_Given problem 1:_ Render this sentence from the cricket bowler profiles into Spanish: "Cricinfo named him in its all-time South Africa XI in 2010."
_Given problem 2:_ In the cricket bowler profiles, which bowling figures in wickets/runs form are given for Hugh Tayfield? List them all.

Mailey was a leg-spinner who spun the ball prodigiously but could be expensive. He had made his first-class debut in 1912/13 but WWI then delayed his Test debut until he was aged 34.

Against England in 1920/21 in his first series, he took 36 wickets at 26.27 despite not bowling in one game.

His figures included 5/160 and 5/142 in Adelaide and 4/115 and 9/121 at the MCG. At The Oval in 1926 in his final match, he took 6/138 and 3/128.

11. Hugh Tayfield (South Africa, born 30 January 1929)
37 Tests, 1949-1960, 170 wickets at 25.91

Tayfield was an economical off-spinner and is his nation’s finest-ever slow bowler. Only four bowlers have reached 150 wickets in fewer games. He was extremely difficult to score off, with a career economy rate of 1.94 runs per over. He married and then divorced five times.


Cricinfo named him in its all-time South Africa XI in 2010. Recently it also ranked his hauls of 7/23 against Australia in Durban in 1949/50, and 9/113 against England in Johannesburg in 1956/57, among the best 100 bowling performances of all time.

In Australia in 1952/53, he claimed 30 wickets at 28.10, including a match-winning 6/84 and 7/81 at the MCG. At home to England in 1956/57, he took 37 wickets at 17.18, and in the Test in Durban bowled 137 consecutive dot-balls.

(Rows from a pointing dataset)

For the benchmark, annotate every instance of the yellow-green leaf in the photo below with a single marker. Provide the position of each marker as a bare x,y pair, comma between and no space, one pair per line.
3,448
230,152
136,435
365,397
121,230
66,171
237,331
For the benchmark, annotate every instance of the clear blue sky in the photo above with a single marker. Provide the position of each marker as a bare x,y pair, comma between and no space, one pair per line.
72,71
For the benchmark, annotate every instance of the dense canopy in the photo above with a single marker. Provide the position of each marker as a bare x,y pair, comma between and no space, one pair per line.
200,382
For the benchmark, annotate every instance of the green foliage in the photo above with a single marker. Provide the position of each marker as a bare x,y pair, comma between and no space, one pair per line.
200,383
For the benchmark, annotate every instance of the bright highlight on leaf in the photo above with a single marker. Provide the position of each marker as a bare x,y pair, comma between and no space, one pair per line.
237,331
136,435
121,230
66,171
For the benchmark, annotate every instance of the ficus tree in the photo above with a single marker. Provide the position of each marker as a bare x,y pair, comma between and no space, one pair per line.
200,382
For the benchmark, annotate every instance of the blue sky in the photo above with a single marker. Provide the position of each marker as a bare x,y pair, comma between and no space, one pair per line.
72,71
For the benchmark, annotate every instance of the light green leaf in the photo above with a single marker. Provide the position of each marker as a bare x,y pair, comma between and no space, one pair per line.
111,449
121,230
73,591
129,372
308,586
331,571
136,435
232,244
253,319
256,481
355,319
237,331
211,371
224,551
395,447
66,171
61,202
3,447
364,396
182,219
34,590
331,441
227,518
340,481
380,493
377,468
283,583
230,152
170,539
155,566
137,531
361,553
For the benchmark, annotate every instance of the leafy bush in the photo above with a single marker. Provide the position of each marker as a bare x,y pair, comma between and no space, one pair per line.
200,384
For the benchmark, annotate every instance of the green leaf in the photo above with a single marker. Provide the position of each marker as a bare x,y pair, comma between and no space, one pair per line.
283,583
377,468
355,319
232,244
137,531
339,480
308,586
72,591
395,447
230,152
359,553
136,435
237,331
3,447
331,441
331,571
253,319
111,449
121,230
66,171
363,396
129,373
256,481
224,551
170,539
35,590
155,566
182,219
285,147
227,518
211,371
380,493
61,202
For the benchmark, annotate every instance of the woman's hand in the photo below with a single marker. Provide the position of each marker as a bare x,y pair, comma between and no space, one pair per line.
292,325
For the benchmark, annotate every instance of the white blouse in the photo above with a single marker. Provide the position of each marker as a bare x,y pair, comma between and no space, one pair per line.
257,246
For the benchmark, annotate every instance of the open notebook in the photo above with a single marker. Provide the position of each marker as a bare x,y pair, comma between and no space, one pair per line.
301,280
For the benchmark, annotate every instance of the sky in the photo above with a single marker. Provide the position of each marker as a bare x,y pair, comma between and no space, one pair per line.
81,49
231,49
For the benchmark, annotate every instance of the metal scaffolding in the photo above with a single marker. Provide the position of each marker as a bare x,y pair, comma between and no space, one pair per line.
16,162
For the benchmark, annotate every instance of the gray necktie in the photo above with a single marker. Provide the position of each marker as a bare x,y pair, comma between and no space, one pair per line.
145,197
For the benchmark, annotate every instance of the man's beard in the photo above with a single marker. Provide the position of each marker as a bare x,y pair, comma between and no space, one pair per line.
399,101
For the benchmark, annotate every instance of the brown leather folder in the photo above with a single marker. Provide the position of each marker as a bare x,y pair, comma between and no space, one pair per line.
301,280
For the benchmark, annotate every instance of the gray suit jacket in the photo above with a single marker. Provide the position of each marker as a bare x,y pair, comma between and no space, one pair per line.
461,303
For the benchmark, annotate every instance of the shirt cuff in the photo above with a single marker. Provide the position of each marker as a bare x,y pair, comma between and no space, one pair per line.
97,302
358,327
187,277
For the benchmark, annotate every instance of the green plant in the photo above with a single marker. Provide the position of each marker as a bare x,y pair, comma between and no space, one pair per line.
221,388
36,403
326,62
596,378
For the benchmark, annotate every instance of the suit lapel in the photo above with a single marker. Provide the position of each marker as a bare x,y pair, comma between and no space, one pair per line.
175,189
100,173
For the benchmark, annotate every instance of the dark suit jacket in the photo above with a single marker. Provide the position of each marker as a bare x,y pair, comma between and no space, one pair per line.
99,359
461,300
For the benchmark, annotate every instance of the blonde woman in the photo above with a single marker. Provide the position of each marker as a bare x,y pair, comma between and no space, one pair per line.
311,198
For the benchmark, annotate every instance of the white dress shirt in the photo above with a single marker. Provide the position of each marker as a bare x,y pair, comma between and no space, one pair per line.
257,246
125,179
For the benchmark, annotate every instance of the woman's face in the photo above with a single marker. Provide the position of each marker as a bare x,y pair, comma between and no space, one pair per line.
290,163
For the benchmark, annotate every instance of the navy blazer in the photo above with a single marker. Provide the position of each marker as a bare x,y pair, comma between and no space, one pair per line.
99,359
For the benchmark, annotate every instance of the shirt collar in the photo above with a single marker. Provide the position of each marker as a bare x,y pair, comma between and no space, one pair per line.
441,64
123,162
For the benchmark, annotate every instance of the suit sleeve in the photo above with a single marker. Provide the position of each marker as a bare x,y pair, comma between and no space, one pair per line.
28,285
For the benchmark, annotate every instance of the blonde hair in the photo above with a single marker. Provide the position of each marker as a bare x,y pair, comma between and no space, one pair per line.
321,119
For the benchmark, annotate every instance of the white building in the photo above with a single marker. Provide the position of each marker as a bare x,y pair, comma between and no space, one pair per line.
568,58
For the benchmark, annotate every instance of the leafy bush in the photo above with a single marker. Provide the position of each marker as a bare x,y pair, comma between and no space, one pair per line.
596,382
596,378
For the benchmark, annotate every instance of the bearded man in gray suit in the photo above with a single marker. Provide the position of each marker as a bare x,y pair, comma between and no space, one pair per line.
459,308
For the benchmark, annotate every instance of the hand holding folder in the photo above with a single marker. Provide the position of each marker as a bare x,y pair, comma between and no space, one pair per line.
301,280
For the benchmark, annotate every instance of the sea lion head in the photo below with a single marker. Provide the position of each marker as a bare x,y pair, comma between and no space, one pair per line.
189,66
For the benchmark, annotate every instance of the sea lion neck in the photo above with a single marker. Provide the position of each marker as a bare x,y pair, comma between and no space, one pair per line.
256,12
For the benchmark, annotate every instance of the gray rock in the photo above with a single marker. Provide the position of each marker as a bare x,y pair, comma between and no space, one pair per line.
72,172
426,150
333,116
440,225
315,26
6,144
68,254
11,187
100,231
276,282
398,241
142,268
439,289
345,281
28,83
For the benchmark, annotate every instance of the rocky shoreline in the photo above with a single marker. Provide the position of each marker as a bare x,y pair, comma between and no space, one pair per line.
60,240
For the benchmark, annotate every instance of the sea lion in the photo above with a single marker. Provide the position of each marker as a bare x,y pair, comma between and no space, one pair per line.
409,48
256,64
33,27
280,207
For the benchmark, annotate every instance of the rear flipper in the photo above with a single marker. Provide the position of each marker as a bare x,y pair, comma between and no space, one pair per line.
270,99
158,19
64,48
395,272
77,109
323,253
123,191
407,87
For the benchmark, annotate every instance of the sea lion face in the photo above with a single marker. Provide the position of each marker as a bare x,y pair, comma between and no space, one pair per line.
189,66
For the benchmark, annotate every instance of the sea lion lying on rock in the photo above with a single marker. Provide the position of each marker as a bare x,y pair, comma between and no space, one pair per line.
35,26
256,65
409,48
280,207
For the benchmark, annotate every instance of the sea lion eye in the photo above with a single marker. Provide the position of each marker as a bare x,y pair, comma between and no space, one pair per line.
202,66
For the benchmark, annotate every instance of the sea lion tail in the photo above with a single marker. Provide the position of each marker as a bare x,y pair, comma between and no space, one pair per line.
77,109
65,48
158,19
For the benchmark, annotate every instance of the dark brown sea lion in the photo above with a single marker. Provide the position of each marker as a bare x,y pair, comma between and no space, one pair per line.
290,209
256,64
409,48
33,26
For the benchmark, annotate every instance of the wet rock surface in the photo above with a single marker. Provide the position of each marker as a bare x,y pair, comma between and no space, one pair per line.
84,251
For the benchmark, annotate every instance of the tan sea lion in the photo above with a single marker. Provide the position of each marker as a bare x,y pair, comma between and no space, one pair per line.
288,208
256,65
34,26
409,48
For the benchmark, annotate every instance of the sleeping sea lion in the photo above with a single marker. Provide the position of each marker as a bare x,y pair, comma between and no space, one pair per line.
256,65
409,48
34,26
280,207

_Task response 1:_ Cricinfo lo incluyó en su once histórico de Sudáfrica en 2010.

_Task response 2:_
- 7/23
- 9/113
- 6/84
- 7/81